* Begin DATA PROVIDED *
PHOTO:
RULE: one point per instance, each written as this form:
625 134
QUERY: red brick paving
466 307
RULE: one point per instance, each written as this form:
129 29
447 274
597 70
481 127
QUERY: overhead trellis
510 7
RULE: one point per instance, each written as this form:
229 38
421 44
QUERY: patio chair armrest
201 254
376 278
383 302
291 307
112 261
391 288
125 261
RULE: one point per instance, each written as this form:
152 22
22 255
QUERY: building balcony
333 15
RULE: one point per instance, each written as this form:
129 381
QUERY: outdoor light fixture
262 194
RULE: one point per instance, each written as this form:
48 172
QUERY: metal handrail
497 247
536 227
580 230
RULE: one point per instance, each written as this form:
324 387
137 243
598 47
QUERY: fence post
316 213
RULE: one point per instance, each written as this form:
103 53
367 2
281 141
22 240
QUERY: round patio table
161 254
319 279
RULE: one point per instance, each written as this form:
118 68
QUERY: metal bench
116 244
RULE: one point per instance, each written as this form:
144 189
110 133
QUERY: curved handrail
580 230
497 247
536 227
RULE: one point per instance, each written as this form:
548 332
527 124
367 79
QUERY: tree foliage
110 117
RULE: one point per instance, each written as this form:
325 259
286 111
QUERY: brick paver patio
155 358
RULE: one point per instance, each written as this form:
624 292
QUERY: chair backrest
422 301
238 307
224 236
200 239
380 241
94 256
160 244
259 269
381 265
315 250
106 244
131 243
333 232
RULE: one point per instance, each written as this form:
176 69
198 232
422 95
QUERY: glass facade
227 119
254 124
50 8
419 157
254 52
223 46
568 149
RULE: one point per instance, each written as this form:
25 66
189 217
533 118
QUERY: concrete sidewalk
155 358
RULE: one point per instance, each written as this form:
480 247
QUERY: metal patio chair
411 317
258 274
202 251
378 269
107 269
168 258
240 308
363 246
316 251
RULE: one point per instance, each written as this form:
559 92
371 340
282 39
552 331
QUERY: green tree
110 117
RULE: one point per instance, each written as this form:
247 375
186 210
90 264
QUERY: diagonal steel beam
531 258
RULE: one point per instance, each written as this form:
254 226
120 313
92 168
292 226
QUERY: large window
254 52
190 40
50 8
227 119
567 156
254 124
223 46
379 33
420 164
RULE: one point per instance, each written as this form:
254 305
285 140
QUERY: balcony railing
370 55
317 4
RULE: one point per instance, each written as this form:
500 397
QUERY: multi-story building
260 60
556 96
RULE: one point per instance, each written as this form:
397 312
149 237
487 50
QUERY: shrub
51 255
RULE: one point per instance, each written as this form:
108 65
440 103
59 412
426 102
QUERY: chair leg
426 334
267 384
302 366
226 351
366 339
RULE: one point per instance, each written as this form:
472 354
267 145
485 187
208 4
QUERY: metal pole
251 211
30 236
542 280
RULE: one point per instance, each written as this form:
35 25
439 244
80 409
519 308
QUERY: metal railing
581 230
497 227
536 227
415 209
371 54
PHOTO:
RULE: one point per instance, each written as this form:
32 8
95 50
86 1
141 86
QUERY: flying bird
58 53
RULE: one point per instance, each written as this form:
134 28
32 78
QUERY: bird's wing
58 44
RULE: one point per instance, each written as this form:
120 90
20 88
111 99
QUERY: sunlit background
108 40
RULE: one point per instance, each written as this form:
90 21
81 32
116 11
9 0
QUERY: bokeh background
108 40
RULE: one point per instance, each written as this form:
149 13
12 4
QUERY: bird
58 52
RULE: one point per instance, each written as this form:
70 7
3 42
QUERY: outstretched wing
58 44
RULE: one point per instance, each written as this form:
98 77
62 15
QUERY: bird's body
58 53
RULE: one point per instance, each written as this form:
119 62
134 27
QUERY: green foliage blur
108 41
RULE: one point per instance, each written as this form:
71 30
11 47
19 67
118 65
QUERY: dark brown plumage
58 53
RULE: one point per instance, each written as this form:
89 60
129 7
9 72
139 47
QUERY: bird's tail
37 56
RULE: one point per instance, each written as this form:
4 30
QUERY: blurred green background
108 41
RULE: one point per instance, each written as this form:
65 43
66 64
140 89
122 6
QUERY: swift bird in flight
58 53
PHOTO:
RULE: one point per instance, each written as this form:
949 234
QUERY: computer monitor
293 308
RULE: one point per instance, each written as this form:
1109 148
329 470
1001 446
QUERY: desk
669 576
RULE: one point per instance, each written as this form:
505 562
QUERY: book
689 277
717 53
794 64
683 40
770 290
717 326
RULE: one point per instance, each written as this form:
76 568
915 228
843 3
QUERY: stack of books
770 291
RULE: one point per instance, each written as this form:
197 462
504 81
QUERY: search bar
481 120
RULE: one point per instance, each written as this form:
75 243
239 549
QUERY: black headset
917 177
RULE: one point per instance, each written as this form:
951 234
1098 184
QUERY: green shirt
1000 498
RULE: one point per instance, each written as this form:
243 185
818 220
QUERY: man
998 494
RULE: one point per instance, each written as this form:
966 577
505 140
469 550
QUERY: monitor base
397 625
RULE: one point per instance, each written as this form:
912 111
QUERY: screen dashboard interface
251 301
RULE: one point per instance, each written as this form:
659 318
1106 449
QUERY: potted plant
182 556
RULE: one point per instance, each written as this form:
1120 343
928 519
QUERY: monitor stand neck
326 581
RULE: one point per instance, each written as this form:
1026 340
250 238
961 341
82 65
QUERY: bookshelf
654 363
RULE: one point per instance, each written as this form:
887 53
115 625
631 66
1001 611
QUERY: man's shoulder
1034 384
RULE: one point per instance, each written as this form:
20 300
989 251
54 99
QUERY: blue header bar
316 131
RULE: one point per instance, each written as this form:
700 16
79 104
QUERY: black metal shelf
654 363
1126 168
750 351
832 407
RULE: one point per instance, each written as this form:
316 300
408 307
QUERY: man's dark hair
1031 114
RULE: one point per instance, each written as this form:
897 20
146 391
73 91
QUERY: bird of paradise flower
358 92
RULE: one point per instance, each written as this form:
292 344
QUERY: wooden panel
* End DATA PROVIDED *
THE TASK: Give back all the data exactly as written.

OUTPUT:
PHOTO:
RULE: one point per instance, each written as this form:
625 134
QUERY: red brick paving
466 307
RULE: one point per instance, each written as this form:
129 29
447 274
597 70
481 127
QUERY: overhead trellis
510 7
RULE: one point per instance, each written as this form:
229 38
421 44
QUERY: patio chair armrest
201 254
376 278
383 302
291 307
112 261
391 288
125 261
RULE: one point per instance, each written as this form:
152 22
22 255
QUERY: building balcony
333 15
RULE: one point per instance, each written as this form:
129 381
QUERY: outdoor light fixture
262 194
RULE: one point per instance, each written as this form:
48 172
QUERY: metal handrail
497 247
536 227
580 230
RULE: one point per instance, each written as this form:
324 387
137 243
598 47
QUERY: fence post
316 213
RULE: one point per instance, each written as this form:
103 53
367 2
281 141
22 240
QUERY: round patio table
161 254
319 279
RULE: one point per instance, each written as this form:
118 68
QUERY: metal bench
116 244
RULE: one point per instance, each written as this form:
144 189
110 133
QUERY: curved handrail
580 230
497 247
536 227
RULE: one point per instance, each written as this form:
548 332
527 124
367 79
QUERY: tree foliage
110 117
RULE: one point per instance, each written as this form:
325 259
286 111
QUERY: brick paver patio
155 358
RULE: one point per instance, each written as this form:
624 292
QUERY: chair backrest
422 301
238 307
224 236
200 239
380 241
94 256
160 244
259 269
381 265
315 250
106 244
131 243
333 232
RULE: one point per instance, each written as this form:
176 69
198 232
422 95
QUERY: glass facade
227 119
254 124
50 8
419 157
254 52
223 46
568 149
RULE: one point per instance, each written as this form:
25 66
189 217
533 118
QUERY: concrete sidewalk
155 358
RULE: one point per instance, each written as this form:
480 247
QUERY: metal patio chair
411 317
258 274
202 251
378 269
107 269
168 258
240 308
363 246
316 251
RULE: one point per instance, each written as this form:
559 92
371 340
282 39
552 331
QUERY: green tree
110 117
RULE: one point per instance, each written as this form:
247 375
186 210
90 264
QUERY: diagonal steel beam
531 258
RULE: one point per instance, each written as this form:
254 226
120 313
92 168
292 226
QUERY: large window
254 52
190 40
50 8
227 119
567 156
254 124
223 46
379 33
420 164
RULE: one point per instance, each written as this form:
254 305
285 140
QUERY: balcony railing
370 55
317 4
RULE: one point per instance, each written as this form:
500 397
QUERY: multi-story building
260 60
556 96
RULE: one point per instance, each written as this form:
397 312
149 237
487 50
QUERY: shrub
51 255
RULE: one point per instance, each written as this form:
108 65
440 103
59 412
426 102
QUERY: chair leg
426 334
267 384
302 366
226 351
366 339
RULE: one point per instance, each written as this form:
472 354
267 145
485 187
208 4
QUERY: metal pole
251 211
30 236
542 280
RULE: one point per instance, each written as this form:
35 25
439 244
80 409
519 308
QUERY: metal railing
581 230
497 227
536 227
415 209
371 54
PHOTO:
RULE: one point per instance, each written as this form:
32 8
95 50
86 1
141 86
QUERY: flying bird
58 53
RULE: one point per instance, each written as this form:
134 28
32 78
QUERY: bird's wing
58 44
RULE: one point per instance, each written as this form:
120 90
20 88
111 99
QUERY: sunlit background
108 40
RULE: one point per instance, each written as this form:
90 21
81 32
116 11
9 0
QUERY: bokeh background
108 40
RULE: one point per instance, each written as this form:
149 13
12 4
QUERY: bird
58 52
RULE: one point per instance, each written as this form:
70 7
3 42
QUERY: outstretched wing
58 44
RULE: one point per instance, each written as this form:
98 77
62 15
QUERY: bird's body
58 53
RULE: one point per instance, each written as this form:
119 62
134 27
QUERY: green foliage blur
108 41
RULE: one point per instance, each written as this form:
71 30
11 47
19 67
118 65
QUERY: dark brown plumage
58 53
RULE: one point per instance, each written as this form:
89 60
129 7
9 72
139 47
QUERY: bird's tail
37 56
RULE: one point per instance, each written as this form:
4 30
QUERY: blurred green background
108 41
RULE: one point per instance, each written as this form:
65 43
66 64
140 89
122 6
QUERY: swift bird in flight
58 53
PHOTO:
RULE: one point per instance, each written as this form:
949 234
QUERY: computer monitor
293 308
RULE: one point per instance, each written as this form:
1109 148
329 470
1001 446
QUERY: desk
669 576
RULE: one point per instance, each written as this form:
505 562
QUERY: book
689 277
717 53
794 64
683 40
770 290
717 326
RULE: one point per instance, each written as this form:
76 568
915 228
843 3
QUERY: stack of books
770 291
RULE: one point per instance, each written as this form:
197 462
504 81
QUERY: search bar
481 120
RULE: one point per instance, each written as this form:
75 243
239 549
QUERY: black headset
917 177
RULE: one point per instance, each written as this form:
951 234
1098 184
QUERY: green shirt
1000 498
RULE: one point per instance, each written as this form:
243 185
818 220
QUERY: man
998 494
RULE: one point per instance, each written as this form:
966 577
505 140
469 550
QUERY: monitor base
397 625
RULE: one point per instance, each written as this form:
912 111
QUERY: screen dashboard interface
251 301
RULE: one point per instance, each written as this form:
659 318
1106 449
QUERY: potted plant
182 556
RULE: one point per instance, each written as this form:
1120 343
928 519
QUERY: monitor stand neck
326 581
RULE: one point per instance, each written as this form:
1026 340
250 238
961 341
82 65
QUERY: bookshelf
654 363
RULE: one point per instance, each written as this form:
887 53
115 625
631 66
1001 611
QUERY: man's shoulder
1034 384
RULE: one point per instance, each written as this form:
20 300
989 251
54 99
QUERY: blue header bar
316 131
RULE: one point per instance, each written as this form:
700 16
79 104
QUERY: black metal shelf
654 363
1126 168
750 351
832 407
RULE: one point per instance, each written as this form:
316 300
408 307
QUERY: man's dark hair
1031 114
RULE: one point per instance, each written as this form:
897 20
146 391
73 91
QUERY: bird of paradise flower
358 92
RULE: one point per instance, each written as this form:
292 344
QUERY: wooden panel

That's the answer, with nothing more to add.